Problem to solve: Rewrite the lines below as a numbered list, dropping any blank lines and leaving out the pictures.

Records for the task:
|---|
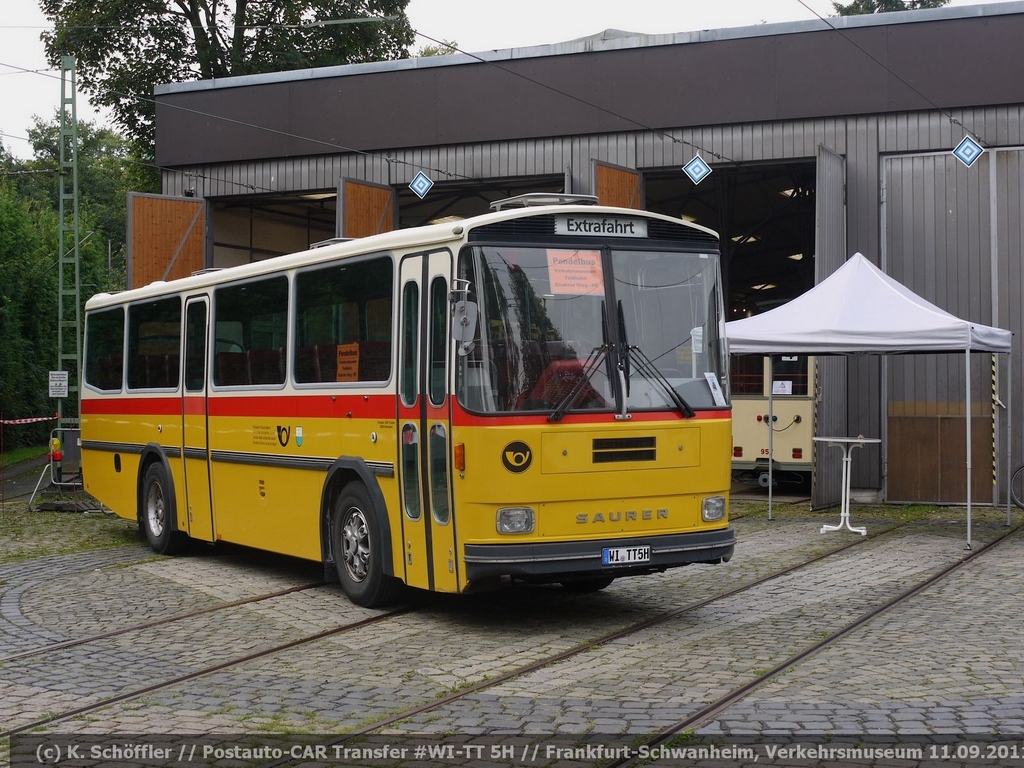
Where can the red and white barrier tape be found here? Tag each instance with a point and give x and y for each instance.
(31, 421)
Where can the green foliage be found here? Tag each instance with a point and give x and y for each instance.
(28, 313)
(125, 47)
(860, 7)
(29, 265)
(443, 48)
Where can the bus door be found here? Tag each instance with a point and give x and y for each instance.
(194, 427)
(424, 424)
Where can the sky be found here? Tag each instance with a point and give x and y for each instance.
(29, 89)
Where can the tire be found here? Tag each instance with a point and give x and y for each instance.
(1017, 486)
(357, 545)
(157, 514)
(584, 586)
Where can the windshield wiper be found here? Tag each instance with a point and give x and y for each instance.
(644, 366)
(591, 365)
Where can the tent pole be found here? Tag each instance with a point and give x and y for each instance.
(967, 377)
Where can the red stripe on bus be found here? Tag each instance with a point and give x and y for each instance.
|---|
Task output:
1. Where can the red and white barrier tape be found here? Tag each instance with a point and give x and y for each instance.
2. (31, 421)
3. Where can the green foliage be found here? Tag each instance with a point and give x and y for each instance.
4. (28, 313)
5. (125, 47)
6. (860, 7)
7. (29, 265)
8. (443, 48)
9. Where can the bus door be found here? Tag each instance with a point and give x and y for each instance.
10. (194, 427)
11. (424, 424)
12. Where can the sky be found here? Tag each instance with a point and give x and y for each instance.
13. (29, 89)
14. Where can the tire be found here? Tag each instance with a point and give x and y for each instance.
15. (1017, 486)
16. (357, 545)
17. (157, 514)
18. (584, 586)
19. Where can the windshield wiper be found here? Tag each instance with a point and give x and y for each instance.
20. (644, 366)
21. (591, 365)
22. Where can the tent pole be found here? Tag each instance with a point and give x and y for each instance.
23. (967, 377)
24. Where can the red stripe on bus be found here? Tag each instance with a point and give x and y for each instance.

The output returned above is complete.